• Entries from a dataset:
+--

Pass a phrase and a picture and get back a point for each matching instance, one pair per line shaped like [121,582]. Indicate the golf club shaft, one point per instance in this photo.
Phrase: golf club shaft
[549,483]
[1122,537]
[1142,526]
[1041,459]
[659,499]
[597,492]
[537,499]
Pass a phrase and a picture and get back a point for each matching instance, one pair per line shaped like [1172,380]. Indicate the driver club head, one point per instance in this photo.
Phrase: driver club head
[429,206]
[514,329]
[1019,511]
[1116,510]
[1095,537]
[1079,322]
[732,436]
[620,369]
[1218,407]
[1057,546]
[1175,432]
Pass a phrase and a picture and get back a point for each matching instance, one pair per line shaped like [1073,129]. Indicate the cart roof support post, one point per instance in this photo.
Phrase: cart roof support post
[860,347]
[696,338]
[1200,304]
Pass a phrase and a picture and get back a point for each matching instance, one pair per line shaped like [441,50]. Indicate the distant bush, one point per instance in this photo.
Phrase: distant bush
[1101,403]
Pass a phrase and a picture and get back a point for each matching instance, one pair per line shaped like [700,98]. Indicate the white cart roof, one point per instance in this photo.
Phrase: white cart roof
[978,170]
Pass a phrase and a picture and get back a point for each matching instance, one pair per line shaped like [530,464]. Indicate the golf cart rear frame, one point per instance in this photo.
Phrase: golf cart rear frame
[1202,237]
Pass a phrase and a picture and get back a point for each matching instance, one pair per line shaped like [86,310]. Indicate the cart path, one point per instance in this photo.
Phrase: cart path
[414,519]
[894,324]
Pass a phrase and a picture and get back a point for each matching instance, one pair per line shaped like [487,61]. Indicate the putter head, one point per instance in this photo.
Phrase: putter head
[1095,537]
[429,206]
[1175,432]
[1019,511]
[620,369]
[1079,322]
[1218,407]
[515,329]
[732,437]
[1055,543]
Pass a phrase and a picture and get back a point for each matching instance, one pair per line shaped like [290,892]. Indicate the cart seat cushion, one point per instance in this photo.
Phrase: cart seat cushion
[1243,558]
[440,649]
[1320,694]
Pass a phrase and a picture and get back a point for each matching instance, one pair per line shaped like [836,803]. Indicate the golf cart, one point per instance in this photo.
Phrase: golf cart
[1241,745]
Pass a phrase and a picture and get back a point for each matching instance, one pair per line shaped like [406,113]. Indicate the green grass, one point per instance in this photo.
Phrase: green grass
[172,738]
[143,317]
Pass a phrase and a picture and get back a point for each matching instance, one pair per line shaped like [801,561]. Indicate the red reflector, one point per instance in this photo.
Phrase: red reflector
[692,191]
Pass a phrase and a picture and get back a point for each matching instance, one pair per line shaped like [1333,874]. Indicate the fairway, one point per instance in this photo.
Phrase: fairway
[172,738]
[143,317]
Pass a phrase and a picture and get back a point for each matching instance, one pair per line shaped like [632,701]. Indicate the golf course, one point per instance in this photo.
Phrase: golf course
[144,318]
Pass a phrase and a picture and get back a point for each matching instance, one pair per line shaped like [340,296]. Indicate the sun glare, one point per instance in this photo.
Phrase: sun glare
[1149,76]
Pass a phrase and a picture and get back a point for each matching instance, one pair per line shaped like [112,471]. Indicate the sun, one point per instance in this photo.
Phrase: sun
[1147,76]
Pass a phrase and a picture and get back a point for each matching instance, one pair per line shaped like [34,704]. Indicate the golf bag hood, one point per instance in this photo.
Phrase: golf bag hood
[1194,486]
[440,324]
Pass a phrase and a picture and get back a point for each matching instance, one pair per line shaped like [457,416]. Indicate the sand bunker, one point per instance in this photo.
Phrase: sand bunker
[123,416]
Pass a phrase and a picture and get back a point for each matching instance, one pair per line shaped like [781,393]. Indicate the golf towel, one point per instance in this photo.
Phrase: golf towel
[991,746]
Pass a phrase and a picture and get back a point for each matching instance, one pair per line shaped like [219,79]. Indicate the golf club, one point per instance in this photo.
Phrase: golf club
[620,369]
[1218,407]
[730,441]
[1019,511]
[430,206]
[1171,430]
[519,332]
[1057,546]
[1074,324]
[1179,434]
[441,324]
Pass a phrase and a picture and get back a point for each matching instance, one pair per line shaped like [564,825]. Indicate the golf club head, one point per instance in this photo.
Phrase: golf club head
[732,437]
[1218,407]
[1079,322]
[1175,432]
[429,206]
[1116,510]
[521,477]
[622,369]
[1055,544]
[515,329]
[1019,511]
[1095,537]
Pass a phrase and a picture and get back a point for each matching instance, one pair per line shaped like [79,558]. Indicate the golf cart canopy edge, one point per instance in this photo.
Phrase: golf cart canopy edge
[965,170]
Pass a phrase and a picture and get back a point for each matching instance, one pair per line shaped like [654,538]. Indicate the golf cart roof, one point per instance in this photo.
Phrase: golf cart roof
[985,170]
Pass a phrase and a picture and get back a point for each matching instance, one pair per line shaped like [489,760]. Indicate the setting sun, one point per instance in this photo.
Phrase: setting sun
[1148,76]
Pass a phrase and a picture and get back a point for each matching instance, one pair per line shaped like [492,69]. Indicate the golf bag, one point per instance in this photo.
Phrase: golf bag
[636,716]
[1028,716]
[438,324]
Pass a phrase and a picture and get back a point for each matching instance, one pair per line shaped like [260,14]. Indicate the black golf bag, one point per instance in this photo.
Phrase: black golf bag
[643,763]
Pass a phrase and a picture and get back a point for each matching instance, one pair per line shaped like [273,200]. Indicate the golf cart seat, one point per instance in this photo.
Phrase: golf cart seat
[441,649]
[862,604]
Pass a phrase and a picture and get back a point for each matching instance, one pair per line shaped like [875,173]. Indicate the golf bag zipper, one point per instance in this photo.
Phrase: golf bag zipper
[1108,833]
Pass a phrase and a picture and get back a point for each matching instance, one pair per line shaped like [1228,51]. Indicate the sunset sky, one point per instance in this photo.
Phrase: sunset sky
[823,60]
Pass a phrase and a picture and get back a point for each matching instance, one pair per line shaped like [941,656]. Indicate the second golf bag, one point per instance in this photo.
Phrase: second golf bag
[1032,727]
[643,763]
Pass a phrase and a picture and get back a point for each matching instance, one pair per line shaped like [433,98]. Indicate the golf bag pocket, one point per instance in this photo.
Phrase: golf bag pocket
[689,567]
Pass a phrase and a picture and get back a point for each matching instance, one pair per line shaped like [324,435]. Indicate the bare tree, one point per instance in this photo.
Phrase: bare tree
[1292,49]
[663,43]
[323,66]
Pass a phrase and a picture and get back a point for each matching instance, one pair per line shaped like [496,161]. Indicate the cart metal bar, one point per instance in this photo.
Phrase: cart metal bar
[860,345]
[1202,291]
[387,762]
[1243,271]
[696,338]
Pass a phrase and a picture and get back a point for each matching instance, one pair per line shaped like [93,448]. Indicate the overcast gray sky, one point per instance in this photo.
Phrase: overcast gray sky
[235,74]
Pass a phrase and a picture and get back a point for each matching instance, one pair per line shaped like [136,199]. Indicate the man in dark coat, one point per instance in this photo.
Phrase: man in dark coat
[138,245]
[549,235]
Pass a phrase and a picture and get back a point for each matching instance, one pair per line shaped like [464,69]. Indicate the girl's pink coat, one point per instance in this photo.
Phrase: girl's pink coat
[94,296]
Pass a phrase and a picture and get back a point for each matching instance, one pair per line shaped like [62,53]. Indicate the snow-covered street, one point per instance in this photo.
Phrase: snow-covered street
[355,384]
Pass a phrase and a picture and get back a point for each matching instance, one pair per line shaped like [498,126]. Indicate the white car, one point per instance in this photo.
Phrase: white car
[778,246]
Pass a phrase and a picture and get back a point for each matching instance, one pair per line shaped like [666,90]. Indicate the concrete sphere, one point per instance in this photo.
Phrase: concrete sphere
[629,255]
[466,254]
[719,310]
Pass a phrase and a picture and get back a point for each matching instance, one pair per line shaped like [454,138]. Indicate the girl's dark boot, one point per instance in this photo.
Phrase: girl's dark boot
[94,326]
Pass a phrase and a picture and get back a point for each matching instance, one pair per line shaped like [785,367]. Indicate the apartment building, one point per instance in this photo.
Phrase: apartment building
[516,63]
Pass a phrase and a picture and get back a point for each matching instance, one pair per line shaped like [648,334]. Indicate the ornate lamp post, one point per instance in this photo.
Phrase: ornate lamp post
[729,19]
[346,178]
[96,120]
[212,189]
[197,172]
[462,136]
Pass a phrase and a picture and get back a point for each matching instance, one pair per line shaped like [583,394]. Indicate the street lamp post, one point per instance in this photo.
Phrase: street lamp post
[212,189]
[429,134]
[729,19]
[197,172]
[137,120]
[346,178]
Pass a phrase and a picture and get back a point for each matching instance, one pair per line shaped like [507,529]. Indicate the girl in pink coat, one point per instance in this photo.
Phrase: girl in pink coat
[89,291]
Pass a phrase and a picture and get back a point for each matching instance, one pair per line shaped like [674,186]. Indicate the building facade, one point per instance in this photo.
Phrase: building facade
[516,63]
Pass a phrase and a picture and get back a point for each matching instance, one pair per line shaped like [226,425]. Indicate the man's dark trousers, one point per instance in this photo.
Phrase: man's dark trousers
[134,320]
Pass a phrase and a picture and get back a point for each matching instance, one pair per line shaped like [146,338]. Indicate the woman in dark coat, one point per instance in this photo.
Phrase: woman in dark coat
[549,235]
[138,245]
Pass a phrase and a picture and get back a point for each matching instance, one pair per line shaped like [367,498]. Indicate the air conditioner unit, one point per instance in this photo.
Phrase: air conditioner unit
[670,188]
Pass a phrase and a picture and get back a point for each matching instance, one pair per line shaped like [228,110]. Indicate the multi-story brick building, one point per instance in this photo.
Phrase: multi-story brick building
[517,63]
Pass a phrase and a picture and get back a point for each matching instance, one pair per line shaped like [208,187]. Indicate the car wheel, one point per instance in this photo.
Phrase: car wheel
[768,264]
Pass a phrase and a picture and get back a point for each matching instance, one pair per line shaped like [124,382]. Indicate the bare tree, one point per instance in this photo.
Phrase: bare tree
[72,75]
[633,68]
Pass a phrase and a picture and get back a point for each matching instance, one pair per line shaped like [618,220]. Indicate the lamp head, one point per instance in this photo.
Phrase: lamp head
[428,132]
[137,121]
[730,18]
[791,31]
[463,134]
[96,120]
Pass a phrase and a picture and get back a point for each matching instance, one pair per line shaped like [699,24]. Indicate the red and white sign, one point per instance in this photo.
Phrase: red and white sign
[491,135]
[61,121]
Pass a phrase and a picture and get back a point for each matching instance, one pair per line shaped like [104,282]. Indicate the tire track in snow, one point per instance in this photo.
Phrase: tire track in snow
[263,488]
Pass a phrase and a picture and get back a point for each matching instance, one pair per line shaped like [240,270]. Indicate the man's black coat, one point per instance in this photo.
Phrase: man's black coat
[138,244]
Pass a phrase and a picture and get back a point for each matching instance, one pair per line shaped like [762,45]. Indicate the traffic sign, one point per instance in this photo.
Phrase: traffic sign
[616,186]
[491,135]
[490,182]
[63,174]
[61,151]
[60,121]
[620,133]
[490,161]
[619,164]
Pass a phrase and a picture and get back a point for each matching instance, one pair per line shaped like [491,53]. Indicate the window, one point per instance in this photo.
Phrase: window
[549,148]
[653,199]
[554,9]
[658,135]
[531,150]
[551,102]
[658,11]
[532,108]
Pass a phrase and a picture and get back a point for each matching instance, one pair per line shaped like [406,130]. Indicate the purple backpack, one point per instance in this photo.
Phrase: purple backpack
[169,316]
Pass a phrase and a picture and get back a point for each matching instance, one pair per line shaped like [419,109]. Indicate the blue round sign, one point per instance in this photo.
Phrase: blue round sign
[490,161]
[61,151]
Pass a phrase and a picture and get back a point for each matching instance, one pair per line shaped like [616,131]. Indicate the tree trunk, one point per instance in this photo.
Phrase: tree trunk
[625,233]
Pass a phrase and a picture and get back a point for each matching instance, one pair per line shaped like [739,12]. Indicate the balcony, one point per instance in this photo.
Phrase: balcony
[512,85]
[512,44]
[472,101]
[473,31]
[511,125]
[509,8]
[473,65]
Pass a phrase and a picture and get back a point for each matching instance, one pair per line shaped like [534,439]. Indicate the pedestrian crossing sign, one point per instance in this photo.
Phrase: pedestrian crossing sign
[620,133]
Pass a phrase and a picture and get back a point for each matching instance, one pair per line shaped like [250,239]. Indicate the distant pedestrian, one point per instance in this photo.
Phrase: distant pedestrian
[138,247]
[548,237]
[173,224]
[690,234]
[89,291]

+--

• What to work on: Return only the lines running from the line with "shaped like [534,439]." to the last line of the records, both included, exactly as written.

• Reply to the exercise:
Pass a phrase and a picture and get back a point for each matching instance, one pair per line shaped like [534,439]. Indicate the pedestrian crossing sign, one point per instance in this photo.
Phrase: pedestrian crossing sign
[620,133]
Pass a phrase and a picture and get back a point for each matching instance, one pair per line shaped like [250,239]. Indicate the distant pedestrian, one point per instance in this photo.
Phrase: distant pedestrian
[138,247]
[548,237]
[173,224]
[690,234]
[89,291]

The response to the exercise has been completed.